◆ **INSTRUCTION**:
Please write out the material that follows, exactly as it stands.

◆ **WORKING DATA**:
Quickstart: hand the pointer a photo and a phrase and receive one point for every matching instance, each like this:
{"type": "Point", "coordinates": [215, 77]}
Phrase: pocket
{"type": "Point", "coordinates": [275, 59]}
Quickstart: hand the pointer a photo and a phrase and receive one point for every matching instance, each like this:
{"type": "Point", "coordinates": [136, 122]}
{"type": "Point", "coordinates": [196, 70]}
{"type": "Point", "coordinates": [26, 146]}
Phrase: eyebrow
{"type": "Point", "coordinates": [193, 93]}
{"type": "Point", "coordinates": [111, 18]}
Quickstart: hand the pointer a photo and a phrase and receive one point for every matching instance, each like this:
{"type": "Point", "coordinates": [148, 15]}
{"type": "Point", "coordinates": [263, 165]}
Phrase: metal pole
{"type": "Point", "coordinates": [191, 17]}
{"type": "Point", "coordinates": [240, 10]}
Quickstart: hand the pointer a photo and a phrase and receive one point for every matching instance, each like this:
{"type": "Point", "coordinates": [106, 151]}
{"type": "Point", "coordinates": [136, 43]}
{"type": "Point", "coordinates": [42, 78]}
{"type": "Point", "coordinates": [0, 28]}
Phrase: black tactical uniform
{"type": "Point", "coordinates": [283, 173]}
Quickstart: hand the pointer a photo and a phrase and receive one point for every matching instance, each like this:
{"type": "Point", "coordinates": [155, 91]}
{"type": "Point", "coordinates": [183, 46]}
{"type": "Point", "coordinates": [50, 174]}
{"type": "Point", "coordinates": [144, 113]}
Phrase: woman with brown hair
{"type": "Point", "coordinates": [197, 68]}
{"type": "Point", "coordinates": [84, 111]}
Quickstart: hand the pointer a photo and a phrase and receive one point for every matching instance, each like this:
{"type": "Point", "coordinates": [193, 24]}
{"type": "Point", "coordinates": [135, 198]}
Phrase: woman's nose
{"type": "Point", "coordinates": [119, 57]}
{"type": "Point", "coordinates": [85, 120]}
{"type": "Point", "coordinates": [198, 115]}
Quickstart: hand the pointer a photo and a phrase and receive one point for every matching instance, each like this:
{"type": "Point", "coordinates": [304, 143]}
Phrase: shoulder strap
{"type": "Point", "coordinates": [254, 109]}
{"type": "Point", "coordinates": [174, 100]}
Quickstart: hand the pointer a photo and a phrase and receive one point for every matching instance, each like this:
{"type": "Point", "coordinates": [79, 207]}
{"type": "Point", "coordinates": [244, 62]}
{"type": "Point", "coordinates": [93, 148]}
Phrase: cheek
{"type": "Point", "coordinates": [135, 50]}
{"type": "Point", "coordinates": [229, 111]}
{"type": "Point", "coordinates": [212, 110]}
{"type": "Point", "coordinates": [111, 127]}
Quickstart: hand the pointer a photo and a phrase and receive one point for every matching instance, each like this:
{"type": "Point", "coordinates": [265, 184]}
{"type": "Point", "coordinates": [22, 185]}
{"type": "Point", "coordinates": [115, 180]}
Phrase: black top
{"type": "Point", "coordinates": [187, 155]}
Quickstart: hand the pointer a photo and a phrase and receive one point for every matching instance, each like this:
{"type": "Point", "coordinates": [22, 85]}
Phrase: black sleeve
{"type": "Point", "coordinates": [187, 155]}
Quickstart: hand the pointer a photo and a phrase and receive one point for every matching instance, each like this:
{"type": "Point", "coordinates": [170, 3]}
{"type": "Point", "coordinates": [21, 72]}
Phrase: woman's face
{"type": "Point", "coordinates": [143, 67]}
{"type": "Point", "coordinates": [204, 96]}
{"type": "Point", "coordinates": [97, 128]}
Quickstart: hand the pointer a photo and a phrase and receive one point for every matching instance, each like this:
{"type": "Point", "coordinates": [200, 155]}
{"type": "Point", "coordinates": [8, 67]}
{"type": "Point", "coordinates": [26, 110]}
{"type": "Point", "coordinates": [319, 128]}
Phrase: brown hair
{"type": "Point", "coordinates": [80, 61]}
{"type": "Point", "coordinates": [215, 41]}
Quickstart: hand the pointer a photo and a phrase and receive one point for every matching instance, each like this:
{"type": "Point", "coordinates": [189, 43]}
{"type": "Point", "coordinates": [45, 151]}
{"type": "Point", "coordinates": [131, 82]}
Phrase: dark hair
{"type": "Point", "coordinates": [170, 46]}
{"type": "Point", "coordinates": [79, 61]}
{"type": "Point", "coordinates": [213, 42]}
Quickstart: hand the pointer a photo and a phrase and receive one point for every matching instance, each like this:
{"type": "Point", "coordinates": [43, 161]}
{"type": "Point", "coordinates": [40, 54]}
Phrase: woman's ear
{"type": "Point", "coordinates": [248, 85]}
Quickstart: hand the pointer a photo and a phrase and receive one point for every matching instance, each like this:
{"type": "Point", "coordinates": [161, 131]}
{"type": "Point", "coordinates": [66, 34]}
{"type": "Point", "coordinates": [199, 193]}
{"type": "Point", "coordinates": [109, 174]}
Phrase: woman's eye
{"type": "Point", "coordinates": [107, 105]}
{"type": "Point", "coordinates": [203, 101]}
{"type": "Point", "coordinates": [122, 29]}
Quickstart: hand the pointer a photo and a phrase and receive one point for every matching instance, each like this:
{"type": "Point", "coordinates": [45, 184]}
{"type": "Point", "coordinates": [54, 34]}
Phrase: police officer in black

◆ **SOLUTION TO THE EXERCISE**:
Quickstart: hand the pointer a photo and a phrase and receive one point for every matching instance, each like this:
{"type": "Point", "coordinates": [215, 77]}
Phrase: pocket
{"type": "Point", "coordinates": [275, 59]}
Quickstart: hand the pointer a photo and a phrase and receive one point for every matching instance, each like this:
{"type": "Point", "coordinates": [136, 122]}
{"type": "Point", "coordinates": [196, 70]}
{"type": "Point", "coordinates": [26, 146]}
Phrase: eyebrow
{"type": "Point", "coordinates": [193, 93]}
{"type": "Point", "coordinates": [111, 18]}
Quickstart: hand the pointer a photo and a phrase and receive one point for every matching instance, each like this:
{"type": "Point", "coordinates": [148, 15]}
{"type": "Point", "coordinates": [263, 165]}
Phrase: metal pole
{"type": "Point", "coordinates": [191, 17]}
{"type": "Point", "coordinates": [240, 10]}
Quickstart: hand the pointer a photo and a phrase and receive one point for every matching instance, each like this:
{"type": "Point", "coordinates": [106, 151]}
{"type": "Point", "coordinates": [136, 43]}
{"type": "Point", "coordinates": [42, 78]}
{"type": "Point", "coordinates": [0, 28]}
Phrase: black tactical uniform
{"type": "Point", "coordinates": [283, 173]}
Quickstart: hand the pointer a photo and a phrase and receive one point for every matching instance, each like this:
{"type": "Point", "coordinates": [155, 91]}
{"type": "Point", "coordinates": [183, 46]}
{"type": "Point", "coordinates": [50, 174]}
{"type": "Point", "coordinates": [144, 113]}
Phrase: woman with brown hair
{"type": "Point", "coordinates": [197, 68]}
{"type": "Point", "coordinates": [84, 111]}
Quickstart: hand the pointer a photo and a phrase and receive one point for every matching instance, each like this:
{"type": "Point", "coordinates": [193, 24]}
{"type": "Point", "coordinates": [135, 198]}
Phrase: woman's nose
{"type": "Point", "coordinates": [119, 57]}
{"type": "Point", "coordinates": [85, 120]}
{"type": "Point", "coordinates": [198, 115]}
Quickstart: hand the pointer a photo and a phrase and receive one point for every matching instance, each like this:
{"type": "Point", "coordinates": [304, 143]}
Phrase: shoulder strap
{"type": "Point", "coordinates": [254, 109]}
{"type": "Point", "coordinates": [174, 100]}
Quickstart: hand the pointer a photo and a phrase and receive one point for every matching instance, each like this:
{"type": "Point", "coordinates": [79, 207]}
{"type": "Point", "coordinates": [244, 62]}
{"type": "Point", "coordinates": [93, 148]}
Phrase: cheek
{"type": "Point", "coordinates": [135, 50]}
{"type": "Point", "coordinates": [229, 111]}
{"type": "Point", "coordinates": [212, 110]}
{"type": "Point", "coordinates": [111, 127]}
Quickstart: hand the pointer a photo and a phrase and receive one point for every matching instance, each like this:
{"type": "Point", "coordinates": [265, 184]}
{"type": "Point", "coordinates": [22, 185]}
{"type": "Point", "coordinates": [115, 180]}
Phrase: black top
{"type": "Point", "coordinates": [187, 155]}
Quickstart: hand the pointer a photo and a phrase and receive one point for every matching instance, each like this:
{"type": "Point", "coordinates": [22, 85]}
Phrase: black sleeve
{"type": "Point", "coordinates": [187, 155]}
Quickstart: hand the pointer a photo and a phrase and receive one point for every matching instance, each like this:
{"type": "Point", "coordinates": [170, 3]}
{"type": "Point", "coordinates": [21, 72]}
Phrase: woman's face
{"type": "Point", "coordinates": [143, 67]}
{"type": "Point", "coordinates": [204, 96]}
{"type": "Point", "coordinates": [97, 128]}
Quickstart: hand the pointer a photo and a phrase and receive one point for every matching instance, each like this:
{"type": "Point", "coordinates": [200, 155]}
{"type": "Point", "coordinates": [8, 67]}
{"type": "Point", "coordinates": [26, 110]}
{"type": "Point", "coordinates": [319, 128]}
Phrase: brown hair
{"type": "Point", "coordinates": [80, 61]}
{"type": "Point", "coordinates": [215, 41]}
Quickstart: hand the pointer a photo and a phrase and receive one point for every matching instance, each like this:
{"type": "Point", "coordinates": [189, 43]}
{"type": "Point", "coordinates": [45, 151]}
{"type": "Point", "coordinates": [131, 82]}
Phrase: dark hair
{"type": "Point", "coordinates": [170, 46]}
{"type": "Point", "coordinates": [79, 61]}
{"type": "Point", "coordinates": [213, 42]}
Quickstart: hand the pointer a photo and a phrase and receive one point for every matching instance, each like this:
{"type": "Point", "coordinates": [43, 161]}
{"type": "Point", "coordinates": [40, 54]}
Phrase: woman's ear
{"type": "Point", "coordinates": [248, 85]}
Quickstart: hand the pointer a photo and a phrase and receive one point for every matching instance, each like this:
{"type": "Point", "coordinates": [161, 131]}
{"type": "Point", "coordinates": [66, 34]}
{"type": "Point", "coordinates": [199, 193]}
{"type": "Point", "coordinates": [109, 174]}
Phrase: woman's eye
{"type": "Point", "coordinates": [107, 105]}
{"type": "Point", "coordinates": [203, 101]}
{"type": "Point", "coordinates": [122, 29]}
Quickstart: hand the pointer a photo and a phrase and receive one point for every matching instance, each like this:
{"type": "Point", "coordinates": [45, 184]}
{"type": "Point", "coordinates": [54, 34]}
Phrase: police officer in black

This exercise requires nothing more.